━━ EXCERPT PROVIDED

Organization and Work of the Text Analysis and Interpretation Committee


D. Terence Langendoen, Chair

TEI AIR1

February 9, 1989


Department of Linguistics
University of Arizona
Tucson, AZ 85721



Table of Contents


The Work of the Text Analysis and Interpretation Committee

The Text Analysis and Interpretation Committee has two major tasks:

  1. to enable the results of linguistic analysis to be incorporated into machine-readable texts;
  2. to enable the results of literary and stylistic analysis to be incorporated into machine-readable texts.

Schedule of the Committee's Work

During the first two years of drafting, the committee will concern itself primarily with the first of these tasks. However, some aspects of the second task that overlap with the first, such as metrical analysis of poetry, will be undertaken during the initial phase. Moreover, certain aspects of the first task, particularly those that deal with more complex linguistic issues, such as the representation of very complex grammatical structures, and of semantic representation generally, will not be undertaken during the initial phase.

━━━━
━━ EXERCISE DATA

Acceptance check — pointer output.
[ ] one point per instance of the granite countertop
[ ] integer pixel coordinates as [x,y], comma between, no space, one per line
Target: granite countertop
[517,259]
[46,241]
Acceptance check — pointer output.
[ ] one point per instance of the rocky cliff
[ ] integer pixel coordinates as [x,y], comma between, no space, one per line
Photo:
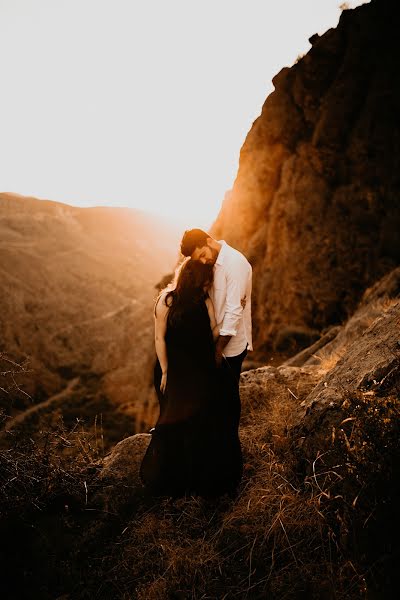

━━━━

### TASK LIST
**1.** Print the stretch of the committee excerpt from "Schedule of the" through "not be undertaken during the initial phase.".
**2.** In the entries, substitute "one per row" for every occurrence of "one per line" and leave everything else unchanged. Omit the pictures from your answer.
The committee excerpt and the entries are independent of each other.

### FULL SOLUTIONS
**1.**
Schedule of the Committee's Work

During the first two years of drafting, the committee will concern itself primarily with the first of these tasks. However, some aspects of the second task that overlap with the first, such as metrical analysis of poetry, will be undertaken during the initial phase. Moreover, certain aspects of the first task, particularly those that deal with more complex linguistic issues, such as the representation of very complex grammatical structures, and of semantic representation generally, will not be undertaken during the initial phase.

**2.**
Acceptance check — pointer output.
[ ] one point per instance of the granite countertop
[ ] integer pixel coordinates as [x,y], comma between, no space, one per row
Target: granite countertop
[517,259]
[46,241]
Acceptance check — pointer output.
[ ] one point per instance of the rocky cliff
[ ] integer pixel coordinates as [x,y], comma between, no space, one per row
Photo:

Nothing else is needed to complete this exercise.